* **Prompt**
Count the lines in the data below that contain the string "pants", treating uppercase and lowercase as different. Reply with the number alone.

[Rows from a segmentation dataset]
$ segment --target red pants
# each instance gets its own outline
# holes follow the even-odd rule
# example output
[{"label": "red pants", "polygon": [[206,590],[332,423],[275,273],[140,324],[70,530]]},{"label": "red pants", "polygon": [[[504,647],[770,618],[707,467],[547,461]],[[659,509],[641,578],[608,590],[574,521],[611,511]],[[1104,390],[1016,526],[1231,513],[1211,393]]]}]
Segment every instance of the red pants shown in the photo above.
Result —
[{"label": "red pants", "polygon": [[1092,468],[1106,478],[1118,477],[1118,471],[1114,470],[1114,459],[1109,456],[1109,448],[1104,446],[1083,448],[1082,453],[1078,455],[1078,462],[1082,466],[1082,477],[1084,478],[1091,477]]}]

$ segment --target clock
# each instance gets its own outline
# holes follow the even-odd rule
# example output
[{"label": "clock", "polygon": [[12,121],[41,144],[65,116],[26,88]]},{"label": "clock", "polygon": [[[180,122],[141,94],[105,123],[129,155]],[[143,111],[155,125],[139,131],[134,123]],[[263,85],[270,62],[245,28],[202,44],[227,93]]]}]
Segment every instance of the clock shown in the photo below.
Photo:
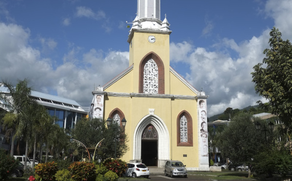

* **Expected answer**
4